Write out, word for word, only the lines from the one with "Could you please indicate the dog's right" to the end of the data below.

------------------------------------------------------------

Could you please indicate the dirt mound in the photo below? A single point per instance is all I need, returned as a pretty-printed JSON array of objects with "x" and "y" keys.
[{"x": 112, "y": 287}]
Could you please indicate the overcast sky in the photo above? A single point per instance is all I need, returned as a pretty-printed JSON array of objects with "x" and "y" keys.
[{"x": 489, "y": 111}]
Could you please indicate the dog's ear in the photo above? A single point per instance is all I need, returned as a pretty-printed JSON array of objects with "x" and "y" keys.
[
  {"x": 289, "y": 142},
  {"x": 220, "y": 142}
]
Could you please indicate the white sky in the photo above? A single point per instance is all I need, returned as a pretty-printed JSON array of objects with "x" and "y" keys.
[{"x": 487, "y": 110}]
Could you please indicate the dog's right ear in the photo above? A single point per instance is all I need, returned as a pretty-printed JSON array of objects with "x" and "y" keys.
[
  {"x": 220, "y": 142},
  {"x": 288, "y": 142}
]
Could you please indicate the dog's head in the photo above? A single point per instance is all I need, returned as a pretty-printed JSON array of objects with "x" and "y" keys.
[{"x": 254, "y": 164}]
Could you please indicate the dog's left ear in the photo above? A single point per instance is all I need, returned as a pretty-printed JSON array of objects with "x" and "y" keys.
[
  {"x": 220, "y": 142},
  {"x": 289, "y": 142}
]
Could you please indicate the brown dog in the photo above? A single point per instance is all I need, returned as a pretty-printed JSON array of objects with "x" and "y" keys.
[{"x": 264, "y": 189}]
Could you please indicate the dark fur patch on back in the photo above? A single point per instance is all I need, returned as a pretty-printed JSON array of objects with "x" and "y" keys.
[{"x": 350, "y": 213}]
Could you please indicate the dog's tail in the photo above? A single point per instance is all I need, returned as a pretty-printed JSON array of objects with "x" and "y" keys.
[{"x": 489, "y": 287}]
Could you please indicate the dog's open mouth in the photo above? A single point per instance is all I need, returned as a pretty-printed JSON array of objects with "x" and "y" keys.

------------------------------------------------------------

## Answer section
Could you please indicate the dog's right ear in the photo above? A single point per instance is all I need, returned as a pretty-printed JSON array of objects with "x" and "y" keys.
[
  {"x": 220, "y": 142},
  {"x": 288, "y": 142}
]
Could you please indicate the dog's head in the photo above? A single point per instance is all I need, returned as a pretty-printed JSON array of objects with "x" and "y" keys.
[{"x": 254, "y": 164}]
Could you please indicate the dog's left ear in the photo above? A single point per instance is all I need, returned as a pretty-printed JSON array of objects with "x" and "y" keys.
[
  {"x": 220, "y": 142},
  {"x": 289, "y": 142}
]
Could you please indicate the brown dog in the photo above? A single point per instance is all I need, returned as a pretty-printed JSON array of objects with "x" and "y" keys.
[{"x": 264, "y": 189}]
Could you please indicate the dark fur patch on back in the photo above? A single point per instance is all I need, returned as a pretty-printed JSON array of objects with "x" and "y" keys.
[{"x": 350, "y": 213}]
Could you please indicate the dog's tail in the photo above? A single point per instance is all I need, returned as a pretty-printed JSON array of objects with "x" and "y" keys.
[{"x": 489, "y": 287}]
Could you please indicate the dog's open mouth in the photo above? A single point per instance is all I need, returned as a pretty-printed JSON array of objects with "x" and "y" keys.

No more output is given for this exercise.